*Written exercise*
Exclude the pictures and reproduce the remaining data exactly as written.

-- BEGIN Provided material --

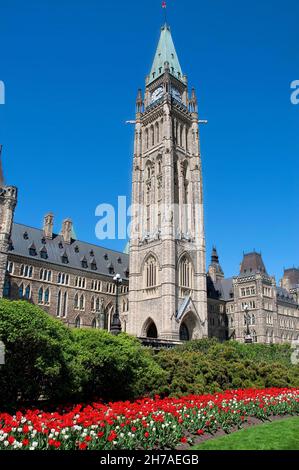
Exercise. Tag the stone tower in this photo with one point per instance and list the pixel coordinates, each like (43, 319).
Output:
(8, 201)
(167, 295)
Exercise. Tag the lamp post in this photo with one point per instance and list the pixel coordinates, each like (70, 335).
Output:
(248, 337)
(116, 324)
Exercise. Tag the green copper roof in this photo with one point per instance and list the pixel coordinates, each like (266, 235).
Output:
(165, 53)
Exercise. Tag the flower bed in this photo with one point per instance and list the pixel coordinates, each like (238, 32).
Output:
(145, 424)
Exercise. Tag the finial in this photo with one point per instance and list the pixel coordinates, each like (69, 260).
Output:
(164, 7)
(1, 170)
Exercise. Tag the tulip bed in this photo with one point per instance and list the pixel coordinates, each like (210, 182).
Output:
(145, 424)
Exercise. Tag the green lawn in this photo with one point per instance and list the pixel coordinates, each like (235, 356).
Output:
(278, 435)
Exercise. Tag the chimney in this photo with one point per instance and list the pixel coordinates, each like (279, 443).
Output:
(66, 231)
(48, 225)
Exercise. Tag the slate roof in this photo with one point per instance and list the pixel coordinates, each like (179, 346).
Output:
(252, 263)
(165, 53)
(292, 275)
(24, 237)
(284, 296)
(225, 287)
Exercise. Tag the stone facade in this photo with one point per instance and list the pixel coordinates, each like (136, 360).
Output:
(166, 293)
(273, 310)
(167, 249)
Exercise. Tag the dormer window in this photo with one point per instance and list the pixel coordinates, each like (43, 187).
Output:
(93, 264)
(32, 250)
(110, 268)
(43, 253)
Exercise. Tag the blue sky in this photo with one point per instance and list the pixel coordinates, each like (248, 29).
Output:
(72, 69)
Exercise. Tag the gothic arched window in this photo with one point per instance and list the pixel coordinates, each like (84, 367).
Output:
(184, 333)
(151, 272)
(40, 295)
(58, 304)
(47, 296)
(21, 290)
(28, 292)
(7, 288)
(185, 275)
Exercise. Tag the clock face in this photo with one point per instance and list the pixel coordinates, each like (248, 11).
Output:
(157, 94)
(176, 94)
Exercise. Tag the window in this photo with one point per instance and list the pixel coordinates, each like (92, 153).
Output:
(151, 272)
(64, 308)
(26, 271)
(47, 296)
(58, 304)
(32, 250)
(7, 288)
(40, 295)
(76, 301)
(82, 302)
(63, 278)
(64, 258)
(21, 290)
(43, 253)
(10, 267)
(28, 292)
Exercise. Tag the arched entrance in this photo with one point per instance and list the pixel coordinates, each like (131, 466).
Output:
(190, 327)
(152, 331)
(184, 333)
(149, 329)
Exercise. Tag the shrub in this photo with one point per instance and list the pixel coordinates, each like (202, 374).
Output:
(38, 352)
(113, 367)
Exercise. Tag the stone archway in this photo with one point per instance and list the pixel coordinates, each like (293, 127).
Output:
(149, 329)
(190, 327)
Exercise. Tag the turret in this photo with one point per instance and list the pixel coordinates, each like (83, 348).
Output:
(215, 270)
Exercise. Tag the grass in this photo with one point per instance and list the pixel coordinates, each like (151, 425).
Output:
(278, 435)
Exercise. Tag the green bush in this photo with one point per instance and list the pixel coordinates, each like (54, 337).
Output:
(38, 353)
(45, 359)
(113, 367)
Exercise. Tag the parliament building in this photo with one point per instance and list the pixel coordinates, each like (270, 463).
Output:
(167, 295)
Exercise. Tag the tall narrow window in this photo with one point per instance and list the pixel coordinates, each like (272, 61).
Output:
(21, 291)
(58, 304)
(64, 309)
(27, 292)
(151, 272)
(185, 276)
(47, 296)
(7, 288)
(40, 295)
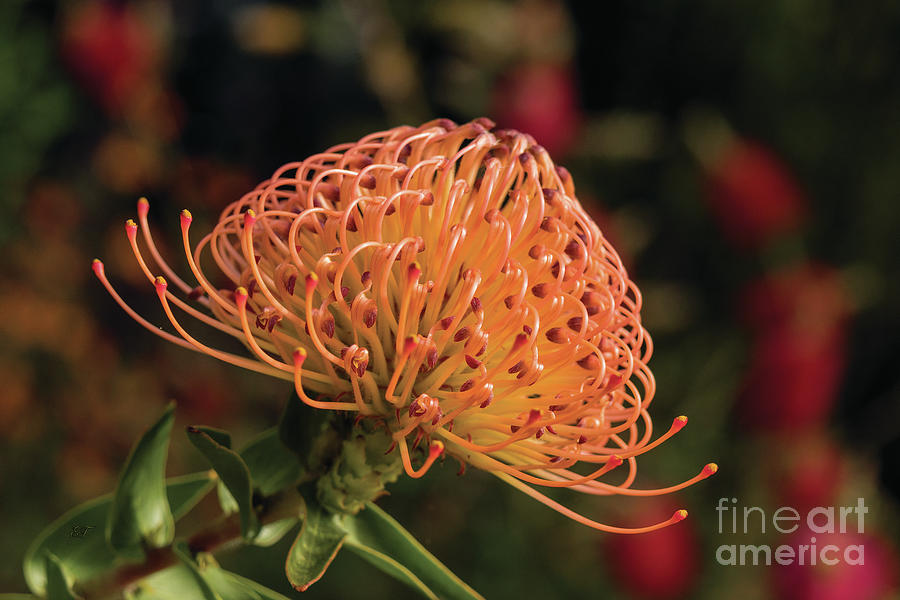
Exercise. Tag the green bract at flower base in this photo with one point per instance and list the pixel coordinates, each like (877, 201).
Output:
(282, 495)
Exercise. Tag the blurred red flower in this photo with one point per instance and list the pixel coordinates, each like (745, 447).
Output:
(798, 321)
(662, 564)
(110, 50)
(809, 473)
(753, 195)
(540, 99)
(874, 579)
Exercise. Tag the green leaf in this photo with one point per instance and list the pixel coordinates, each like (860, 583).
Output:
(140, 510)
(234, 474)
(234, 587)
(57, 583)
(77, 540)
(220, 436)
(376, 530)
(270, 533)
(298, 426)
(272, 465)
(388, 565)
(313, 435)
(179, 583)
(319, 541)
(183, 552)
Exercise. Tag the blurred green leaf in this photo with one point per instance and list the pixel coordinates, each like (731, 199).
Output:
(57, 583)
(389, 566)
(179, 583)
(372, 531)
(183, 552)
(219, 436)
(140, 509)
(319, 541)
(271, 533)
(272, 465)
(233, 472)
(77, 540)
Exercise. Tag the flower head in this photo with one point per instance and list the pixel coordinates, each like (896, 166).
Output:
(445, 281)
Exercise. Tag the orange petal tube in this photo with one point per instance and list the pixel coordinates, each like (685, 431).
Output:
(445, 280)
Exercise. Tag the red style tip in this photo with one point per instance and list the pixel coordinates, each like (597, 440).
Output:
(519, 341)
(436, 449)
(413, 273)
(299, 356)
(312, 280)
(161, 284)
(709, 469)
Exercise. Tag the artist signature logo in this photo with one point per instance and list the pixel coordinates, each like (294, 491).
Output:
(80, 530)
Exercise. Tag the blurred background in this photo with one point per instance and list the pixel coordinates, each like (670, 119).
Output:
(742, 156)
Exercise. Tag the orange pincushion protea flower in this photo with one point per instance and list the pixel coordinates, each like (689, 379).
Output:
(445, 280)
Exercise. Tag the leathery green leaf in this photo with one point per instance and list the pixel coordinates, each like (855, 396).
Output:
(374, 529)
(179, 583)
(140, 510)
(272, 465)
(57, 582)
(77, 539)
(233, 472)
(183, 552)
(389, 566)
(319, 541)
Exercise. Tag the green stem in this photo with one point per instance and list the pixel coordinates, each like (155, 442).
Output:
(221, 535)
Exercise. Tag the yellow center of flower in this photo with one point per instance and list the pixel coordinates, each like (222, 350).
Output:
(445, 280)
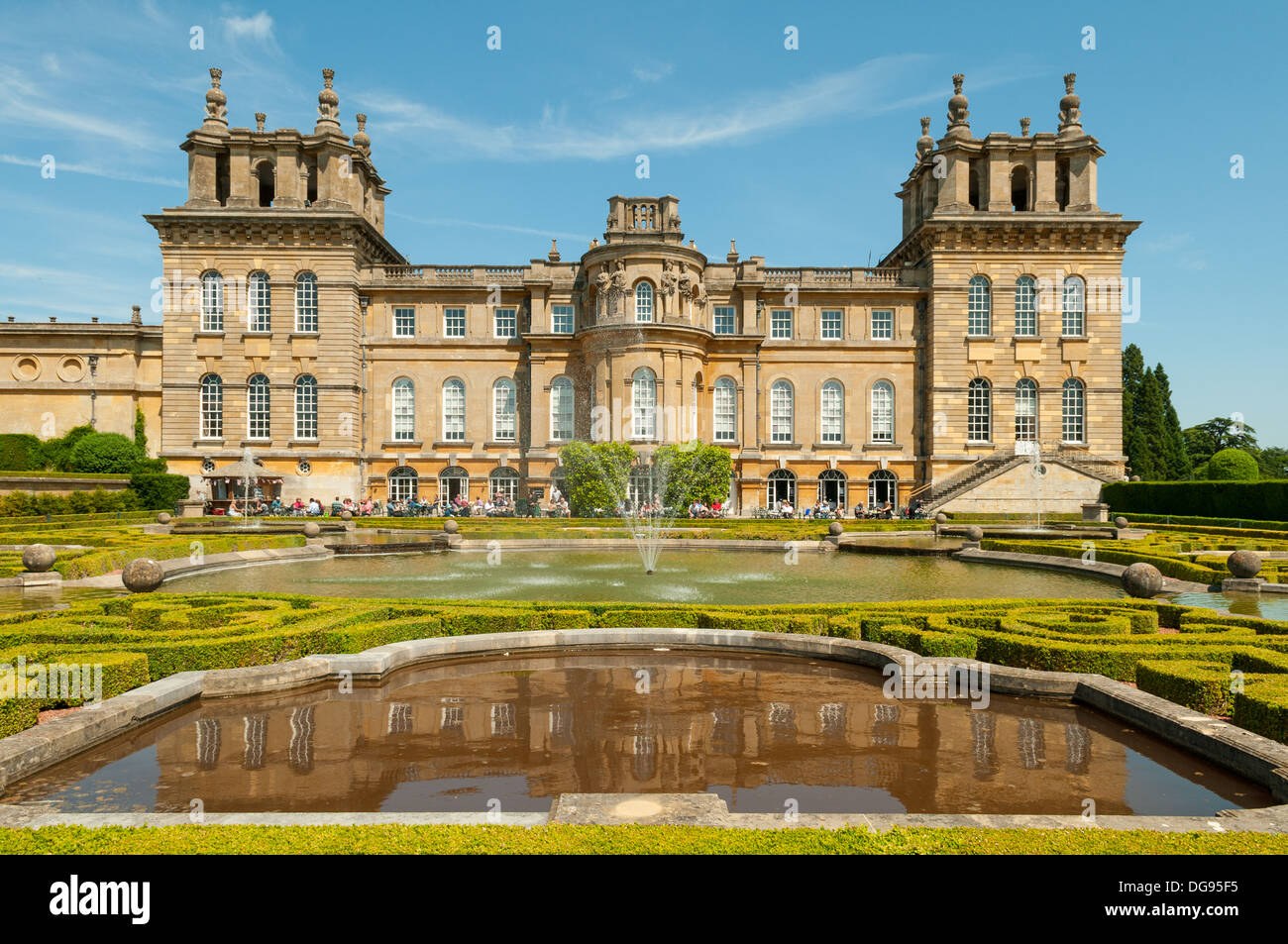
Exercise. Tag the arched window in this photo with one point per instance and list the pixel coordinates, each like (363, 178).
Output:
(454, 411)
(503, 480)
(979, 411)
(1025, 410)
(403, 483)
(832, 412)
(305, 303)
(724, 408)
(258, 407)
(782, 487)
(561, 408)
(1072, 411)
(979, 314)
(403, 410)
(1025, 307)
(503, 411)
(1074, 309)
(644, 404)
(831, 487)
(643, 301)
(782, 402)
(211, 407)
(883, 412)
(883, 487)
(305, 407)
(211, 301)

-- END Provided material --

*Reply*
Exercise. Tag the stone tower in this photo with one point per instance and list the pixel coordinates, each like (43, 319).
Output:
(8, 201)
(167, 295)
Exercise. Tag the lamp post in this photo with one point per instance and list the pixel coordinates, each like (70, 335).
Output:
(248, 337)
(116, 324)
Exercise. Tag the green copper roof in this photo with one point per instance and list the pixel coordinates, each like (266, 235).
Output:
(165, 53)
Exercise. Tag the flower bed in this photo with one point per instance and list the pixel coordinates, each like (238, 32).
Output:
(145, 424)
Exercise. Tag the finial in this photo with one point per instance and list the pixel coordinates, each like (69, 260).
Output:
(164, 7)
(1, 170)
Exercise. Tag the tulip bed in this photo with one point per instance and list the pixel coordinates, each like (210, 182).
Output:
(145, 424)
Exercise. Tag the green lawn in this photo with one point per instance and list the pixel coordinates, each like (235, 356).
Output:
(278, 435)
Exercise. Tag the chimney in this photo with one point per instance and list the pixel coordinates, each like (279, 443).
Output:
(66, 231)
(48, 225)
Exercise. Tag the slate roof in this photo with one point per instance and list the pixel coordinates, each like (179, 346).
Output:
(252, 263)
(165, 53)
(292, 275)
(24, 237)
(284, 296)
(225, 287)
Exercise. Tag the stone facade in this photo with one point per instance and list the pixel coordinates, each like (136, 360).
Output:
(166, 293)
(273, 310)
(167, 249)
Exercise. Tag the dormer window in this photo with one point per instance and list the pixel coordinates, each like (43, 187).
Output:
(93, 264)
(32, 250)
(110, 268)
(43, 253)
Exercise. Tag the blue sky in this photo with one point per instance and list the pixel coordinates, each like (248, 29).
Output:
(72, 69)
Exercise. Tag the gothic arched window in this photo with one point per instance and list the pixel coordinates, each like (84, 367).
Output:
(184, 333)
(151, 272)
(40, 295)
(58, 304)
(47, 296)
(21, 290)
(28, 292)
(7, 288)
(185, 275)
Exercise. Tag the clock face in this photo with one point per instance and list the pixel coordinates, each like (248, 11).
Output:
(157, 94)
(176, 94)
Exercise. Tag the window in this photo with one point per instance and list the pixel coordinates, each like (92, 153).
Output:
(151, 272)
(64, 308)
(26, 271)
(47, 296)
(58, 304)
(32, 250)
(7, 288)
(40, 295)
(76, 301)
(82, 302)
(63, 278)
(64, 258)
(21, 290)
(43, 253)
(10, 267)
(28, 292)
Exercise. Tag the arched entrance in this photo with one point per instance and list the pixel coordinates, each like (131, 466).
Output:
(190, 327)
(152, 331)
(184, 333)
(149, 329)
Exercise. Tag the shrub in this photo with one point per instance and list the pixel coordinates, each like (202, 374).
Output:
(38, 352)
(113, 367)
Exercise. Tag the stone archway in this photo with one point per instance and list the pixel coordinates, each like (293, 127).
Output:
(149, 329)
(190, 327)
Exercise. Tag the turret in this photo with one point per instance and list the pixel coordinates, each like (83, 348).
Output:
(215, 270)
Exercise. Tag the grass in this photo with one point per instance and list the pixel coordinates, each like (151, 425).
Output:
(278, 435)
Exercise. Tag the green bush in this photo with one point per instance and list the pixel coordinates, each like (54, 337).
Output:
(38, 353)
(45, 359)
(113, 367)
Exercise. Tag the parliament building in this photo with one point per instance and list the pixel coordinates, each like (270, 463).
Output:
(167, 295)
Exercise. Tag the tall narrow window in this photo with one point per instance and list the pixel coordinates, each like (272, 61).
Output:
(21, 291)
(58, 304)
(64, 309)
(27, 292)
(151, 272)
(185, 276)
(47, 296)
(7, 288)
(40, 295)
Exercise. Tag the green bract at flower base in this photo with one point per instance and list the pixel coordinates, each like (877, 201).
Output:
(282, 495)
Exercise. Tag the blurred red flower in this photo with one point per instance and list the pixel coordinates, each like (745, 447).
Output:
(798, 321)
(662, 564)
(110, 50)
(809, 473)
(753, 195)
(540, 99)
(874, 579)
Exercise. Tag the green leaf in this photo with one point per instance and list the pixel coordinates, each like (860, 583).
Output:
(140, 510)
(234, 474)
(234, 587)
(57, 583)
(77, 540)
(220, 436)
(376, 530)
(270, 533)
(298, 426)
(272, 465)
(388, 565)
(313, 435)
(179, 583)
(319, 541)
(183, 552)
Exercise. Tag the blurred green leaf in this photo with one point per instance and list the pixel coordinates, each like (731, 199).
Output:
(57, 583)
(389, 566)
(179, 583)
(372, 531)
(183, 552)
(219, 436)
(140, 509)
(319, 541)
(271, 533)
(272, 465)
(233, 472)
(77, 540)
Exercise. Tag the flower head in this photo with one point per instance and list the pixel coordinates, each like (896, 166).
Output:
(445, 281)
Exercise. Tag the orange petal tube in this photo with one point per instance and list the pixel coordinates, each like (685, 431).
Output:
(445, 280)
Exercise. Tag the red style tip in this photo with one point per instance and list the pixel coordinates, each like (597, 440).
Output:
(519, 341)
(436, 449)
(413, 273)
(299, 356)
(312, 280)
(161, 284)
(709, 469)
Exercise. Tag the artist signature logo in this photo with one point per instance and list the pixel coordinates, each like (294, 491).
Output:
(80, 530)
Exercise. Tag the blurred background in this photo with one point per instance and list the pixel coordinates, each like (670, 119).
Output:
(742, 156)
Exercise. Tag the orange pincushion protea flower in this photo with one point per instance and list the pixel coordinates, each like (689, 379).
Output:
(445, 280)
Exercise. Tag the leathery green leaf in this photo with one point per instance and list the pixel coordinates, each like (855, 396).
Output:
(374, 529)
(179, 583)
(140, 510)
(272, 465)
(57, 582)
(77, 539)
(233, 472)
(183, 552)
(389, 566)
(319, 541)
Exercise. Tag the green stem in this photo with one point per instance and list the pixel coordinates, each like (155, 442).
Output:
(221, 535)
Exercise. Tag the yellow center of flower in this photo with one point per instance and list the pixel coordinates, each like (222, 350).
Output:
(445, 280)
Exercise. Tag the arched window in this photo with one point per instance and list the pixel coordinates, each like (363, 178).
Output:
(454, 411)
(503, 480)
(979, 411)
(1025, 410)
(403, 483)
(832, 412)
(305, 303)
(724, 408)
(258, 407)
(782, 487)
(561, 408)
(1072, 411)
(979, 314)
(403, 410)
(1025, 307)
(503, 411)
(1074, 309)
(644, 404)
(831, 487)
(643, 301)
(782, 402)
(211, 407)
(883, 412)
(883, 487)
(305, 407)
(211, 301)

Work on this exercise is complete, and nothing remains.